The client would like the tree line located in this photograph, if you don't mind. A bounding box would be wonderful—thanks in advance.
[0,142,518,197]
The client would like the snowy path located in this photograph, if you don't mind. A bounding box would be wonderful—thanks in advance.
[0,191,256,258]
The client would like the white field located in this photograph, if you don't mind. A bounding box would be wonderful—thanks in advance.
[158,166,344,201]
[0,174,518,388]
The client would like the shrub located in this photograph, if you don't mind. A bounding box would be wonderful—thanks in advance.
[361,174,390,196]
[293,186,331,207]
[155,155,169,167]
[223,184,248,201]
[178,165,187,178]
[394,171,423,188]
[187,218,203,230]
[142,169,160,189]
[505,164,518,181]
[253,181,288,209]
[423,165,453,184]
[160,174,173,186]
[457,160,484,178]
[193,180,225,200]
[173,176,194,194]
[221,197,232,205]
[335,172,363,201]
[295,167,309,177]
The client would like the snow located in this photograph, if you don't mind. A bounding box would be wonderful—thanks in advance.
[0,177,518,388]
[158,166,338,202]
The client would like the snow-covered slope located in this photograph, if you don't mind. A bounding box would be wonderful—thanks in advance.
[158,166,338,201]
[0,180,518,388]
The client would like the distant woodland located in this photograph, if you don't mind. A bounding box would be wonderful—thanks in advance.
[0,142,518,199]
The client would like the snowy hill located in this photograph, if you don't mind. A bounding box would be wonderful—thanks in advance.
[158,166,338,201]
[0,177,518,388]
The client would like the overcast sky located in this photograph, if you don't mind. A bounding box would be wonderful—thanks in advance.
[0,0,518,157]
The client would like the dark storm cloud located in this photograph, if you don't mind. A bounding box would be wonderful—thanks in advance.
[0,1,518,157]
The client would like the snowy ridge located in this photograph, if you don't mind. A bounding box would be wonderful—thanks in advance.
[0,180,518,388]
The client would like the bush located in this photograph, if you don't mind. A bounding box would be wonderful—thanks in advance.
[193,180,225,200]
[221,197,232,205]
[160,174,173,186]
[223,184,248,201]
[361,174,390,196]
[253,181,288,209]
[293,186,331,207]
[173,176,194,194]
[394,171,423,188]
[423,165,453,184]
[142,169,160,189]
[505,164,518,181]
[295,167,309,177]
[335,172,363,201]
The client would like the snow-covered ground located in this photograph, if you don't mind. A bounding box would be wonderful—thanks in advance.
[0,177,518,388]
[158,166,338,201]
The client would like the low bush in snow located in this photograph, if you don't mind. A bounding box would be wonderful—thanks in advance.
- - - - -
[Stated goal] Reproduce the part of the entries that opens with the line containing "The client would like the overcast" and runs through the end of the entries, both ends included, keeping each request as it is. Multiply every bounding-box coordinate in the answers by 0.65 and round it to a whole number, rounding halves up.

[Response]
The client would like the overcast sky located in this photograph, if you don't mind. A bounding box would be wonderful—thanks in advance.
[0,0,337,102]
The client would like the dark storm cloud located in this photograph, if you don't mind. A bounding box would be wonderful—thanks in advance.
[0,1,337,102]
The client would like the snowy ridge located in this photograph, if you don't mind. A bounding box would be wonderful—thanks in advance.
[0,117,337,252]
The client would like the bush located in this photograph, if you don't mind. A bounding box would be wonderful—thanks in advance.
[125,117,146,130]
[144,128,151,133]
[104,113,112,121]
[145,120,161,131]
[235,113,254,127]
[164,118,187,136]
[190,121,215,135]
[112,114,126,126]
[256,111,275,122]
[275,107,294,120]
[92,110,104,123]
[328,107,337,118]
[192,109,201,115]
[218,112,236,131]
The client would like the snow-covered ground located in this photograph, if you don't mind. A bounding box would be wonderful—thanks in advance.
[0,115,337,252]
[103,108,220,131]
The client would like the low bush in snow located in this photograph, if you don't mind. A bounding box would be wonderful—thanks in advance.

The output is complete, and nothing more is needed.